● **TASK INSTRUCTIONS**: Nothing but an exact copy of the data should be output.

----

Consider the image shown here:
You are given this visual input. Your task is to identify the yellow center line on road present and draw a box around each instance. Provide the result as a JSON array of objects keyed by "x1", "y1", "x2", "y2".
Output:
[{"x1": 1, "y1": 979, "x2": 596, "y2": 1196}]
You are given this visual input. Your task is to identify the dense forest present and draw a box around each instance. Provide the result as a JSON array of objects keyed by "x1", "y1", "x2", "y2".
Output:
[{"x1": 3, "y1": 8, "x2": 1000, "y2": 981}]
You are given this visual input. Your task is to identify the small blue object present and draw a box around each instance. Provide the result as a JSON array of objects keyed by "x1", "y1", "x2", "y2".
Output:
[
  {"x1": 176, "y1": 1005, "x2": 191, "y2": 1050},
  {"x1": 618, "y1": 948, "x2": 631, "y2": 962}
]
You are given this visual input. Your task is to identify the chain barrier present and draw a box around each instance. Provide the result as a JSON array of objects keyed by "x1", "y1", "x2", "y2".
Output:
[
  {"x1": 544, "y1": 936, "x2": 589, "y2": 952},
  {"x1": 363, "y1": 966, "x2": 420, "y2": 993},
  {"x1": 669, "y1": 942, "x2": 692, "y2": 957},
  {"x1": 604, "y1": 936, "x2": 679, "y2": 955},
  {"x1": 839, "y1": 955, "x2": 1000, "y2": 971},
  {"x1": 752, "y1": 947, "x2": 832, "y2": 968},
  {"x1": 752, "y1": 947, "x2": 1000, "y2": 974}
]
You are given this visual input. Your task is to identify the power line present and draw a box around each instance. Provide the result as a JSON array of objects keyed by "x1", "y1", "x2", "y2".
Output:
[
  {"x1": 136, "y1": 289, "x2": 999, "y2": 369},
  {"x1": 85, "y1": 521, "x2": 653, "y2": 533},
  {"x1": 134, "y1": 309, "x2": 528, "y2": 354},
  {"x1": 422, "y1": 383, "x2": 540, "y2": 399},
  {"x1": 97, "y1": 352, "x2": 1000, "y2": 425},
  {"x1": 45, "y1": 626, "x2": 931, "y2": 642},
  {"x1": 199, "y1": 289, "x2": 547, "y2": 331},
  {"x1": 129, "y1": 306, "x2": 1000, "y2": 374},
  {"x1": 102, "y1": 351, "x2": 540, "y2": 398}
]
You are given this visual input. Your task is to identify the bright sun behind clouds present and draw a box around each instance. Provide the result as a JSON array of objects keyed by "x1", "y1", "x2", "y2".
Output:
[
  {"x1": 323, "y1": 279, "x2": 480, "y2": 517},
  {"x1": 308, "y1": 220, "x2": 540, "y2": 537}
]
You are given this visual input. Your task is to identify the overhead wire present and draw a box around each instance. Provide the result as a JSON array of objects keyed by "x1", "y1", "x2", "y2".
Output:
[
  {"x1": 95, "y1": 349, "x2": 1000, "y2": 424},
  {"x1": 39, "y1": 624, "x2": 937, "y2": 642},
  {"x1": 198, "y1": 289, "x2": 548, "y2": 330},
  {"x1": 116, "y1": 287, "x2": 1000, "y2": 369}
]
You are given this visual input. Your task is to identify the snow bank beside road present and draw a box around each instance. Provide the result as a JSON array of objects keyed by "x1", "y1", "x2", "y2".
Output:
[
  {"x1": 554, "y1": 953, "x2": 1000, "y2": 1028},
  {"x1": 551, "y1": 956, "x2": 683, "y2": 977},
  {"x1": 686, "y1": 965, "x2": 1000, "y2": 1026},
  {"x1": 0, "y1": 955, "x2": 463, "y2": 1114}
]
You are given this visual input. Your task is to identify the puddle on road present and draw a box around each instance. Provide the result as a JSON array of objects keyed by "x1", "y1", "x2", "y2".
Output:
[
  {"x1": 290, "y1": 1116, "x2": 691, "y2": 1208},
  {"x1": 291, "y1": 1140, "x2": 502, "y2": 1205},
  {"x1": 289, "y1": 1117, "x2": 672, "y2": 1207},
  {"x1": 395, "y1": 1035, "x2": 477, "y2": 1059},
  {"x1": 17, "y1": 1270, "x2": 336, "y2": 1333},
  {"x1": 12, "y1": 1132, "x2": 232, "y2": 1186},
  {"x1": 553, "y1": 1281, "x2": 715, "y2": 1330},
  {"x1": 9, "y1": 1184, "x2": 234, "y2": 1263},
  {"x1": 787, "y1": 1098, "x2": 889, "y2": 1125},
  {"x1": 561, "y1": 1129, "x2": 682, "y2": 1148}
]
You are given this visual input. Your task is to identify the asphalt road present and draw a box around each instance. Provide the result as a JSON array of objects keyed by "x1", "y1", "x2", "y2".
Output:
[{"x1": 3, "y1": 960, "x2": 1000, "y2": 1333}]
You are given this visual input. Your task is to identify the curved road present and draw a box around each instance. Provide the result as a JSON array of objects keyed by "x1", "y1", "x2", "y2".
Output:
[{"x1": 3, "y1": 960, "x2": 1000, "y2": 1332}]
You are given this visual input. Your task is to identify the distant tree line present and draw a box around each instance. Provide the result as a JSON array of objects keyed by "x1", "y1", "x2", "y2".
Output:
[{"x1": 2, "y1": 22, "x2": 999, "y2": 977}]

----

● **WRITTEN ANSWER**:
Consider the image shown here:
You are given this visual input. Your task is to identify the yellow center line on road present and draw a box around each instance. Provide the result as a JSON array of objects keyed by "x1", "y1", "x2", "y2".
Output:
[{"x1": 1, "y1": 979, "x2": 596, "y2": 1196}]
You are given this visual input. Your task is to identify the dense forest present and draw a box around each instance. Provide the result as a JSON array of objects keyed by "x1", "y1", "x2", "y2".
Output:
[{"x1": 3, "y1": 8, "x2": 1000, "y2": 981}]
You are given this visual input. Your task is to identify the small blue object present and draw a box around each instance. Provide the result as a JSON array of objects keyed by "x1", "y1", "x2", "y2".
Output:
[
  {"x1": 176, "y1": 1005, "x2": 191, "y2": 1050},
  {"x1": 618, "y1": 948, "x2": 631, "y2": 962}
]
You are given this visual input. Your task is to identify the chain barrier present and draw a box around each instance. Provide the result as a JSON array of objects keyed by "x1", "y1", "x2", "y2".
Output:
[
  {"x1": 544, "y1": 936, "x2": 589, "y2": 952},
  {"x1": 363, "y1": 966, "x2": 420, "y2": 993},
  {"x1": 669, "y1": 942, "x2": 692, "y2": 957},
  {"x1": 604, "y1": 936, "x2": 679, "y2": 955},
  {"x1": 839, "y1": 955, "x2": 1000, "y2": 971},
  {"x1": 752, "y1": 947, "x2": 832, "y2": 968},
  {"x1": 752, "y1": 947, "x2": 1000, "y2": 974}
]
You are given this visual input. Your task is to identify the power line present and draw a box around each instance. Provide the result as a JSON array of objects keyed by "x1", "y1", "x2", "y2".
Output:
[
  {"x1": 136, "y1": 289, "x2": 999, "y2": 369},
  {"x1": 85, "y1": 521, "x2": 653, "y2": 533},
  {"x1": 134, "y1": 309, "x2": 528, "y2": 354},
  {"x1": 422, "y1": 383, "x2": 540, "y2": 399},
  {"x1": 97, "y1": 352, "x2": 1000, "y2": 425},
  {"x1": 45, "y1": 626, "x2": 931, "y2": 642},
  {"x1": 199, "y1": 289, "x2": 547, "y2": 331},
  {"x1": 129, "y1": 306, "x2": 1000, "y2": 374},
  {"x1": 102, "y1": 351, "x2": 540, "y2": 398}
]
You are given this visual input. Your task is to identify the bright sun behind clouds present and draw a box around each instance. Provide the result as a JSON array of objects keyed by "x1", "y1", "x2", "y2".
Output:
[
  {"x1": 323, "y1": 279, "x2": 480, "y2": 517},
  {"x1": 308, "y1": 220, "x2": 540, "y2": 537}
]
You are given this visual input. Your task is to identify the overhead wire present and draw a box around each instance. Provide the result as a JSON array of objects keyed by "x1", "y1", "x2", "y2".
Output:
[
  {"x1": 95, "y1": 349, "x2": 1000, "y2": 424},
  {"x1": 39, "y1": 624, "x2": 937, "y2": 642},
  {"x1": 198, "y1": 289, "x2": 548, "y2": 330},
  {"x1": 116, "y1": 287, "x2": 1000, "y2": 369}
]
You are given this visual input. Your task is to identify the snow bank beside road present and draw a box around each instance. Provide the result as a JSON array of objects keyed by "x1", "y1", "x2", "y2".
Output:
[
  {"x1": 554, "y1": 953, "x2": 1000, "y2": 1028},
  {"x1": 551, "y1": 956, "x2": 683, "y2": 977},
  {"x1": 686, "y1": 965, "x2": 1000, "y2": 1026},
  {"x1": 0, "y1": 955, "x2": 463, "y2": 1114}
]
You are given this visual input. Your task is to identify the puddle on road present and draw a box around each instance. Provide the result as a JSON array of objects keyed by "x1", "y1", "x2", "y2".
Output:
[
  {"x1": 290, "y1": 1116, "x2": 691, "y2": 1208},
  {"x1": 291, "y1": 1140, "x2": 502, "y2": 1205},
  {"x1": 289, "y1": 1117, "x2": 672, "y2": 1207},
  {"x1": 395, "y1": 1035, "x2": 477, "y2": 1059},
  {"x1": 17, "y1": 1270, "x2": 336, "y2": 1333},
  {"x1": 12, "y1": 1132, "x2": 232, "y2": 1186},
  {"x1": 553, "y1": 1281, "x2": 715, "y2": 1330},
  {"x1": 9, "y1": 1184, "x2": 234, "y2": 1263},
  {"x1": 787, "y1": 1098, "x2": 889, "y2": 1125},
  {"x1": 561, "y1": 1129, "x2": 682, "y2": 1148}
]
You are given this visual input. Your task is to identify the asphalt road present and draw a box around each instance. Provide the result as a JSON array of objects keyed by "x1", "y1", "x2", "y2".
Output:
[{"x1": 3, "y1": 960, "x2": 1000, "y2": 1333}]
You are given this visual input. Your task is to identify the curved road present and draw a box around each instance. Provide the result as a JSON array of objects keyed by "x1", "y1", "x2", "y2".
Output:
[{"x1": 3, "y1": 960, "x2": 1000, "y2": 1332}]
You are given this visual input. Your task is to identify the distant tree line present and draw a box around each instance. Provide the result as a JSON array of objects keyed by "x1", "y1", "x2", "y2".
Output:
[{"x1": 2, "y1": 22, "x2": 999, "y2": 977}]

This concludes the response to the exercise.